Stored data entries -
- - - - - - -

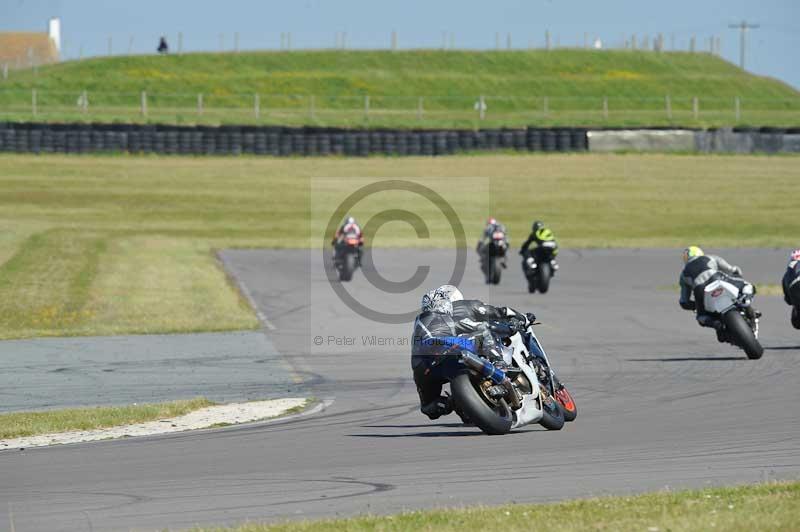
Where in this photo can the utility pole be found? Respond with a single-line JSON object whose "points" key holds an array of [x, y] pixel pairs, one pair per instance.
{"points": [[743, 26]]}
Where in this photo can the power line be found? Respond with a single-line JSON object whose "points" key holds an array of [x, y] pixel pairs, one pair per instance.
{"points": [[743, 26]]}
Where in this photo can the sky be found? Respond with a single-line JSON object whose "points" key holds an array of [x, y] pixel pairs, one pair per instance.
{"points": [[208, 25]]}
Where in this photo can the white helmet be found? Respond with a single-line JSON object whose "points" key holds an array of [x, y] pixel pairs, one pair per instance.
{"points": [[436, 301], [451, 292]]}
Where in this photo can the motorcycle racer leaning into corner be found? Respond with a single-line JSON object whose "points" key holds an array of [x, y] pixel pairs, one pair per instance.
{"points": [[699, 271], [791, 286], [539, 235], [349, 227], [492, 226], [446, 315]]}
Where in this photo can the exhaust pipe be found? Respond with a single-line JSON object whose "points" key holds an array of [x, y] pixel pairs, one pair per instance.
{"points": [[483, 367]]}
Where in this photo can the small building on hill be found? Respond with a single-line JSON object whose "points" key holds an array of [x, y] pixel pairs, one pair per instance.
{"points": [[23, 49]]}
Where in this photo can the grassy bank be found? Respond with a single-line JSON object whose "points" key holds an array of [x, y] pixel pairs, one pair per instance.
{"points": [[111, 245], [767, 507], [557, 87], [22, 424]]}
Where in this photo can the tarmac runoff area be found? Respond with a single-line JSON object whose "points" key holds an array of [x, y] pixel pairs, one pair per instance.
{"points": [[661, 404], [48, 373]]}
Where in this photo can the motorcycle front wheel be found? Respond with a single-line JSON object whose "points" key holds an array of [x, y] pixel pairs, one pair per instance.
{"points": [[567, 403], [490, 418], [742, 334], [552, 413]]}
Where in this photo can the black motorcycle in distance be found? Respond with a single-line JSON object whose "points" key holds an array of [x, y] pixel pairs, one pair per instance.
{"points": [[493, 257], [537, 265]]}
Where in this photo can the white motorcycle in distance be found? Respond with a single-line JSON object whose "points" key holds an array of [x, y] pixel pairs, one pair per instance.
{"points": [[512, 387], [734, 307]]}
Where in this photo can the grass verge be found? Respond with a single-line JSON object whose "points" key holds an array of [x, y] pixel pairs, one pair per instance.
{"points": [[763, 507], [111, 245], [22, 424], [329, 88]]}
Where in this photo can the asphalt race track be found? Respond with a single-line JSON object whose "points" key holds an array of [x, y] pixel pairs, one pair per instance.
{"points": [[661, 404]]}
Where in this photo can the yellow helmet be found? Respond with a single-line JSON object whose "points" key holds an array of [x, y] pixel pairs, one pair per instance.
{"points": [[692, 252]]}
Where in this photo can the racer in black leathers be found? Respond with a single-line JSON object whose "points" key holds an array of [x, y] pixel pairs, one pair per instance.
{"points": [[434, 331], [701, 270], [441, 330], [791, 287]]}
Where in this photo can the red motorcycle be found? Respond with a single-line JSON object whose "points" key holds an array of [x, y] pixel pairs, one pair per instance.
{"points": [[347, 255]]}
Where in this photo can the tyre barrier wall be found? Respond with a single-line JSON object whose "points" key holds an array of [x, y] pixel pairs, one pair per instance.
{"points": [[278, 141], [722, 140]]}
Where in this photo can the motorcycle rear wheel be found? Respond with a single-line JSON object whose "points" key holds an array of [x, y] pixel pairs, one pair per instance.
{"points": [[491, 419], [742, 334], [496, 267], [348, 267], [544, 277]]}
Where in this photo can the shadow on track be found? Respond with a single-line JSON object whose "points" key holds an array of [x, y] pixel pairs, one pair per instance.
{"points": [[421, 426], [419, 435], [686, 359]]}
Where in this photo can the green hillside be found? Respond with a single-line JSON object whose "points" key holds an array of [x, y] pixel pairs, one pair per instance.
{"points": [[410, 88]]}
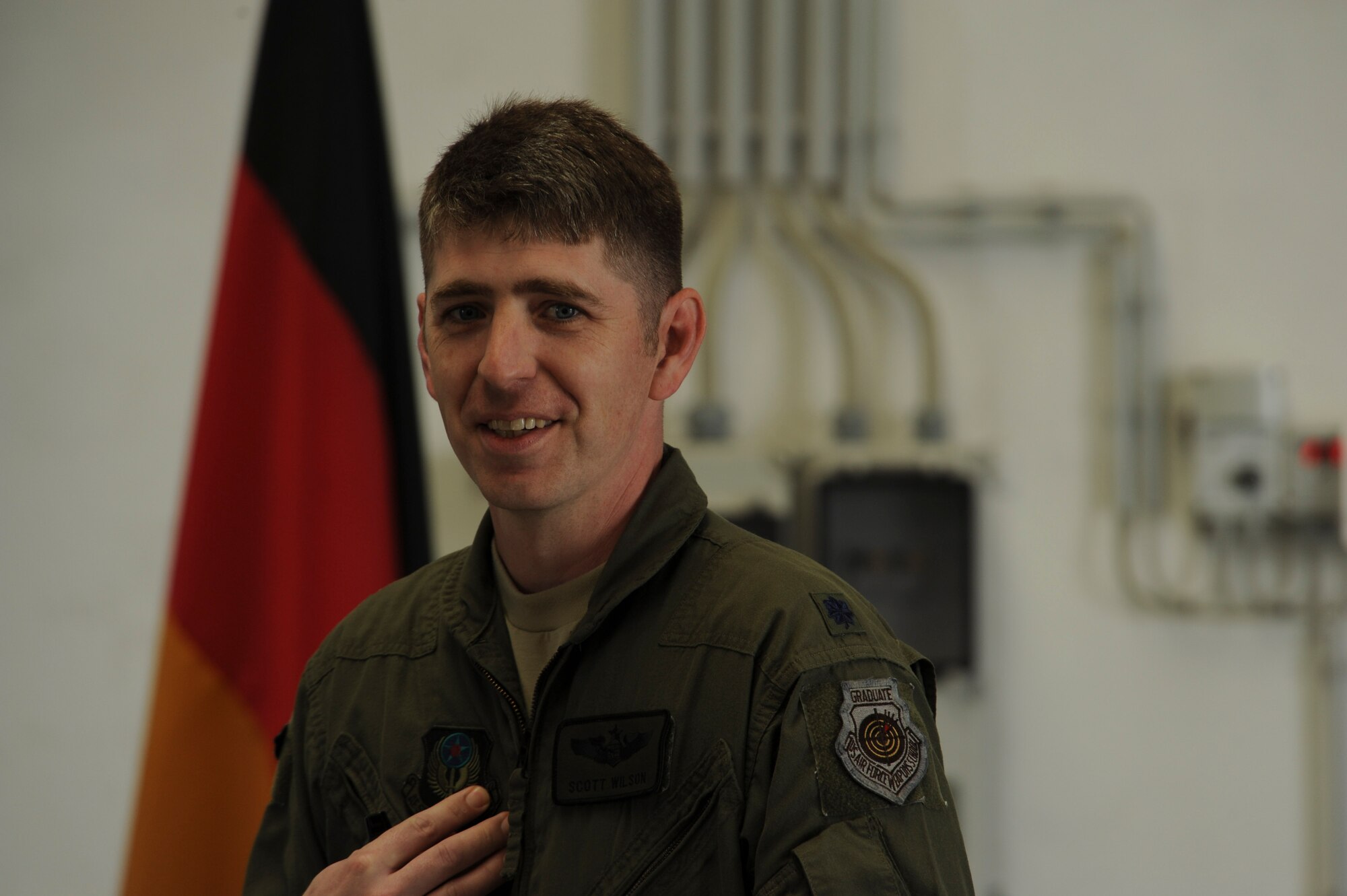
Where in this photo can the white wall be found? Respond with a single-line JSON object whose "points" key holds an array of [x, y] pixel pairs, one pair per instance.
{"points": [[1100, 751]]}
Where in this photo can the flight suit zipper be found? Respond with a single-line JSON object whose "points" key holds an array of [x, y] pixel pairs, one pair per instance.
{"points": [[514, 705]]}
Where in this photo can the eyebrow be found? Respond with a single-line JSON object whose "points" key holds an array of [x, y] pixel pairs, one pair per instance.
{"points": [[533, 285]]}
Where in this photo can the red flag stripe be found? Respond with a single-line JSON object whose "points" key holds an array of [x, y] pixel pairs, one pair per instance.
{"points": [[289, 518]]}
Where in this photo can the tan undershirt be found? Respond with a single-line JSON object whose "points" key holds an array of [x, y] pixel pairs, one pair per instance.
{"points": [[541, 623]]}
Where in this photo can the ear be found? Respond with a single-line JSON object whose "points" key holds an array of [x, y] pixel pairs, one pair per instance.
{"points": [[421, 345], [682, 330]]}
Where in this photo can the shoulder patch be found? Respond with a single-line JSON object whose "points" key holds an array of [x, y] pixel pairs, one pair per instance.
{"points": [[879, 745], [455, 758], [837, 613]]}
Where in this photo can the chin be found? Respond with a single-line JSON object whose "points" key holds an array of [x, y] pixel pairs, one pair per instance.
{"points": [[517, 497]]}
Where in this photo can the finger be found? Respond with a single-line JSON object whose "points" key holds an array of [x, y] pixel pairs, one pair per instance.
{"points": [[406, 841], [478, 882], [455, 855]]}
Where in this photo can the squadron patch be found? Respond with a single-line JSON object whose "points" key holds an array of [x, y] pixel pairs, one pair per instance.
{"points": [[455, 759], [879, 745]]}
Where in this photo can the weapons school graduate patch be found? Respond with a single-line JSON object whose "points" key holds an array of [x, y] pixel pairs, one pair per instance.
{"points": [[879, 745], [455, 759], [611, 757]]}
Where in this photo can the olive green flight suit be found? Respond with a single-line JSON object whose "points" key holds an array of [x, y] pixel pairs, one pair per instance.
{"points": [[704, 731]]}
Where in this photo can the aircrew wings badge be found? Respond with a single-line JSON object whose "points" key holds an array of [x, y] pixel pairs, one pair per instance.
{"points": [[879, 745]]}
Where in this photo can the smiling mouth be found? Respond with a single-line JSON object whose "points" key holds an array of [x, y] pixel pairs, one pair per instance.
{"points": [[518, 427]]}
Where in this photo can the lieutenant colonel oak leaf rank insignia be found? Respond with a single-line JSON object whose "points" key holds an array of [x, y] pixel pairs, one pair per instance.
{"points": [[839, 614], [879, 745]]}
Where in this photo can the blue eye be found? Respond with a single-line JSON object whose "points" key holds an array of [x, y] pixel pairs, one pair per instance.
{"points": [[464, 314]]}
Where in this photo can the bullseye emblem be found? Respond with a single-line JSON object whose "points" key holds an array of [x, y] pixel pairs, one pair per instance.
{"points": [[879, 745], [882, 739]]}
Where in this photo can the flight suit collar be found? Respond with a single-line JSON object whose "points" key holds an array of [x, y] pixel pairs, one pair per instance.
{"points": [[669, 512]]}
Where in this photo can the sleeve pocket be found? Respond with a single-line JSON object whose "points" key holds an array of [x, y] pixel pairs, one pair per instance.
{"points": [[849, 858], [352, 789]]}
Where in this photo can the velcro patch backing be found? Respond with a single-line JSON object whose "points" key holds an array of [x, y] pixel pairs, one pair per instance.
{"points": [[841, 792]]}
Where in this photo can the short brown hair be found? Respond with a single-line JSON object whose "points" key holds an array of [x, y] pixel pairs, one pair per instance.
{"points": [[561, 171]]}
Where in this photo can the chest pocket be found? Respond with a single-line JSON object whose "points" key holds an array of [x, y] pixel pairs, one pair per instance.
{"points": [[358, 811], [692, 846]]}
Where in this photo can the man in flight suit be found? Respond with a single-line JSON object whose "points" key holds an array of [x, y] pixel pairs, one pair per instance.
{"points": [[612, 691]]}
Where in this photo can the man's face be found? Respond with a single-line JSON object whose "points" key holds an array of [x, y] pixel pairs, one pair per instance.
{"points": [[535, 354]]}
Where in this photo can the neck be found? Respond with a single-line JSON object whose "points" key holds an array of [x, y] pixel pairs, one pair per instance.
{"points": [[545, 548]]}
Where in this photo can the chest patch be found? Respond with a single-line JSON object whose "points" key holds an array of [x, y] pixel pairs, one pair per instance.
{"points": [[879, 745], [605, 758], [455, 759]]}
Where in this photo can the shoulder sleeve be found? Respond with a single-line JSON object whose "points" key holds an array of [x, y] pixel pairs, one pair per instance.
{"points": [[851, 788], [288, 854]]}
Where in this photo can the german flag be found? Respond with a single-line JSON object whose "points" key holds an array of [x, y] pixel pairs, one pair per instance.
{"points": [[305, 487]]}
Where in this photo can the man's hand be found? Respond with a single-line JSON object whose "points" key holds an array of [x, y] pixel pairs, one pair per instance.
{"points": [[430, 854]]}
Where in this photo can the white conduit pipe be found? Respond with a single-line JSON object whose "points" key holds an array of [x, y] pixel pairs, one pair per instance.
{"points": [[651, 70], [724, 237], [692, 125], [859, 240], [736, 59], [781, 62], [773, 259], [822, 90], [791, 228]]}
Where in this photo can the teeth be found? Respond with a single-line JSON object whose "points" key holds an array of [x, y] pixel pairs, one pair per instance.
{"points": [[510, 428]]}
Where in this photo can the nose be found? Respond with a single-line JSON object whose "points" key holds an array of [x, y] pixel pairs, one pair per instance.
{"points": [[508, 355]]}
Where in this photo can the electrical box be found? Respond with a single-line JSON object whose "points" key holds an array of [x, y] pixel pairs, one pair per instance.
{"points": [[1232, 425], [905, 540]]}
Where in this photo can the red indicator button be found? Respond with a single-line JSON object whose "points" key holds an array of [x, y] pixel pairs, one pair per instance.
{"points": [[1322, 451]]}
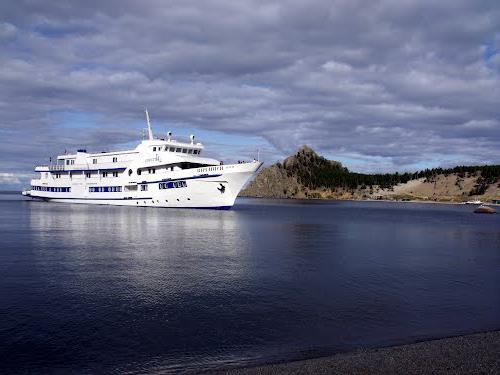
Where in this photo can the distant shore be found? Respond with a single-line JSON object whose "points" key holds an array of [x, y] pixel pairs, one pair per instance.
{"points": [[375, 200], [471, 354]]}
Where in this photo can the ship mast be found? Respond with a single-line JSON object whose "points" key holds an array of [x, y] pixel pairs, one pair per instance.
{"points": [[150, 131]]}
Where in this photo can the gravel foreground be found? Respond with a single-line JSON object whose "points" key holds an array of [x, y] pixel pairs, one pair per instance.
{"points": [[471, 354]]}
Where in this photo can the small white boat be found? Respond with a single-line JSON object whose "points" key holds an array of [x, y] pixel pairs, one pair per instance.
{"points": [[482, 209], [474, 202]]}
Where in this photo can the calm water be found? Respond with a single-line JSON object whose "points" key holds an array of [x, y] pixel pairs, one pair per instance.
{"points": [[116, 289]]}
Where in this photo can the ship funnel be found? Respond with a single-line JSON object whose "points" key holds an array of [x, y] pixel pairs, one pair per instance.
{"points": [[150, 131]]}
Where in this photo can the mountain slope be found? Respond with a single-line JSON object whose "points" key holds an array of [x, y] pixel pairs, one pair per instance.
{"points": [[309, 175]]}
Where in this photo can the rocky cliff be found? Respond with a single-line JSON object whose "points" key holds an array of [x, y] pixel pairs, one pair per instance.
{"points": [[309, 175]]}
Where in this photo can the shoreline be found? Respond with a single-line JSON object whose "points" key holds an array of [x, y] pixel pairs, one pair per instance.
{"points": [[477, 353], [374, 200]]}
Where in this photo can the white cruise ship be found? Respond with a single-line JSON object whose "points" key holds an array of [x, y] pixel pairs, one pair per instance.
{"points": [[157, 173]]}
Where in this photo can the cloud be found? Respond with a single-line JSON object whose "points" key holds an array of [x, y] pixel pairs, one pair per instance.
{"points": [[382, 85]]}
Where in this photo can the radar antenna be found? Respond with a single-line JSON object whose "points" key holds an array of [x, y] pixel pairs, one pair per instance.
{"points": [[150, 131]]}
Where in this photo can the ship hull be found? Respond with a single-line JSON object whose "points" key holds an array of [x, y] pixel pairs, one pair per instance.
{"points": [[215, 188]]}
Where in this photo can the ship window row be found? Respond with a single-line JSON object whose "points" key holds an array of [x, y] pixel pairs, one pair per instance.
{"points": [[105, 189], [188, 151], [210, 169], [52, 189], [172, 184]]}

- - - - - - -

Required work - Only the last part of the records is wanted. Repeat it exactly, beginning at the line containing "Where in this photo can the ship funnel" and ending at the final line.

Result of the task -
Where in this photo can the ship funnel be found? Respond with a single-line JSON object whose "points" key holds an array of [x, y] pixel pairs, one pair per instance.
{"points": [[150, 131]]}
Where in this photo can the mountain slope be found? Respond with a single-line JSON object whose "points" key holds an array of [x, y] pixel pairs, one pair per instance.
{"points": [[309, 175]]}
Where in this photo can the rocky cliff be found? Respond with a single-line JSON object whose "points" key holds an array of [x, y] pixel pairs, one pair per instance.
{"points": [[309, 175]]}
Where in this photo can the shoreline be found? Respond with a single-line JSON object whose "points" key holds an array of [x, y] pixel pairs, one pair per instance.
{"points": [[477, 353], [374, 200]]}
Where in this photo can the white cruise ship be found? Respond with a single-line JSON object whose "points" key holds an array of [x, y] pixel pairs, one pair per instance.
{"points": [[157, 173]]}
Where in this photo can the cloud be found? Respond with a single-line JSON object whose "points" key holds an array of [x, y] pixel pairs, one pair per instance.
{"points": [[382, 85]]}
Where in this photo can the radar antenna be found? Respond with a single-line JSON object whose "points" key holds an array of [x, y] pixel pairs, one pair per instance.
{"points": [[150, 131]]}
Where in this photo can the ship hull be found? Respond with a single-line JSON object whose "points" key holds an array of [x, y] pixel pairs, one pair per instance.
{"points": [[215, 188]]}
Where in this photo can the ship window row be found? Respond with a single-line JSON object whose "points" key holds an array of [x, y] pixel pairs, one pair per instance.
{"points": [[105, 189], [188, 151], [210, 169], [52, 189], [172, 184]]}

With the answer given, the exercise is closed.